** Opening Data under study block **
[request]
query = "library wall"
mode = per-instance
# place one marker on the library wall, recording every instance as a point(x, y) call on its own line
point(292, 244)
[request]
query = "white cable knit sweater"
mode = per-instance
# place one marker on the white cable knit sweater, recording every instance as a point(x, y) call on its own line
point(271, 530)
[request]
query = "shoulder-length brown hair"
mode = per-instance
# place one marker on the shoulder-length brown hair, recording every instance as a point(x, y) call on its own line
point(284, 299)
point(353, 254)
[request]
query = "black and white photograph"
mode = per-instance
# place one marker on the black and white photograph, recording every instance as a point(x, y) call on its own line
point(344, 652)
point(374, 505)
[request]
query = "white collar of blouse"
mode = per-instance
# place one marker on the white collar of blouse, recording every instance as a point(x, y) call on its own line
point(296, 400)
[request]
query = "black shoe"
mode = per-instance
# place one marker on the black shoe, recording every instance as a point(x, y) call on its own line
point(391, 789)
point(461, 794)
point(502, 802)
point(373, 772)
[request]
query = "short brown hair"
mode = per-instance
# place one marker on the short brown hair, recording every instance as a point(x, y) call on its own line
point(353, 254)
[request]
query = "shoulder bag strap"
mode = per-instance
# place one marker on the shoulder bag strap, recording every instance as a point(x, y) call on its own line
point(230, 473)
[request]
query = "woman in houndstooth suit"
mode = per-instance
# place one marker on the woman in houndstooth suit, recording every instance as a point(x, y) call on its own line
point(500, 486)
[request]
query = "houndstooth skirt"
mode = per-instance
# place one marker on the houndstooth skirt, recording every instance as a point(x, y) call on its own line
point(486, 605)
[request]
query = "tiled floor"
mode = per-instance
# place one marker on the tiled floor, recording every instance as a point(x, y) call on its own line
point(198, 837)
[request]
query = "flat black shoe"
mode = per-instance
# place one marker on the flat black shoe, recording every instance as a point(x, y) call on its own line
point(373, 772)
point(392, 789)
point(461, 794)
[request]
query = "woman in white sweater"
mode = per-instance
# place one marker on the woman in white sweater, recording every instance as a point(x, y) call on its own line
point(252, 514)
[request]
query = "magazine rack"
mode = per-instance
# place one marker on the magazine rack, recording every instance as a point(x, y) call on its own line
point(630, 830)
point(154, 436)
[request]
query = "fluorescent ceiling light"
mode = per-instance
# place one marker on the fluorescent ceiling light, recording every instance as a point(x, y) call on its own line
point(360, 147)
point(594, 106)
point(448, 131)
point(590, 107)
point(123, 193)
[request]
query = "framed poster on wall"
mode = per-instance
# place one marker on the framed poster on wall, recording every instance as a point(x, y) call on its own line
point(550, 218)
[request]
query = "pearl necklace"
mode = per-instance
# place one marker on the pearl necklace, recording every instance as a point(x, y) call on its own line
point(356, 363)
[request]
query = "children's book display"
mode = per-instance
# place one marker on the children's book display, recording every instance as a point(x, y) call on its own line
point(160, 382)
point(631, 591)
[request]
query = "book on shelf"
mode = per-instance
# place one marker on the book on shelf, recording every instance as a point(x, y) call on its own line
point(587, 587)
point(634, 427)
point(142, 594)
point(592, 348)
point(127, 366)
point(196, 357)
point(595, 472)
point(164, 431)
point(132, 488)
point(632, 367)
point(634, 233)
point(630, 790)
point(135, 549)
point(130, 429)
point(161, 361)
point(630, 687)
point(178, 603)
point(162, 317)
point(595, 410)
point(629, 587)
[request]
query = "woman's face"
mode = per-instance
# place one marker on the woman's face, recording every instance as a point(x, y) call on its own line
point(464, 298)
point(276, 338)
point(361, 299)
** Closing Data under study block **
** Opening Data under study block **
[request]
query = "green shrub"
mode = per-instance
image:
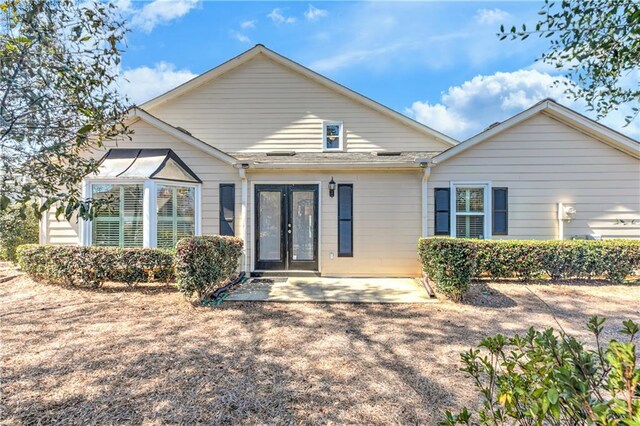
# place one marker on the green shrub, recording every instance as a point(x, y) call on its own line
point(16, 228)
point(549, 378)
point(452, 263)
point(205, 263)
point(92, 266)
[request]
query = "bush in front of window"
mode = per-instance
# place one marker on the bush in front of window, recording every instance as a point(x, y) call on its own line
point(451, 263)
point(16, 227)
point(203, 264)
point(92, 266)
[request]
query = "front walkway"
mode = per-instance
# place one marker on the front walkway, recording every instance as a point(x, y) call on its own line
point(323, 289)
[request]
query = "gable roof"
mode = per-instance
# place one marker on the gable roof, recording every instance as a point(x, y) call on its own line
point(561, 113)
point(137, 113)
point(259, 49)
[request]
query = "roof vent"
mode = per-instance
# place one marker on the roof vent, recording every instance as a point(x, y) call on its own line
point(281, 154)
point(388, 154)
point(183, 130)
** Closing Data under study block **
** Opening Data under study block **
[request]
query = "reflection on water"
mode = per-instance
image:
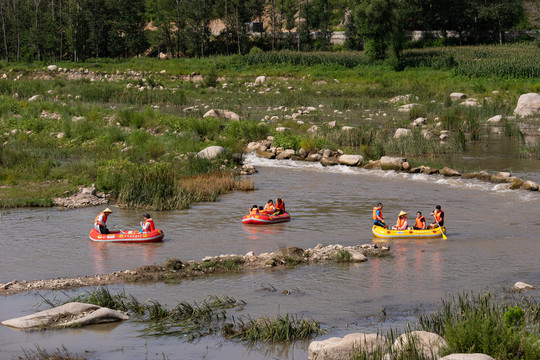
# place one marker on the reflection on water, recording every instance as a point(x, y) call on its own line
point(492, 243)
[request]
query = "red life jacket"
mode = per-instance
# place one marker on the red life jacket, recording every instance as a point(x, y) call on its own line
** Closing Data under study block **
#### The problem
Among the lines of the listing, count those holding the string "jacket" and reply with the count only.

#### Answer area
2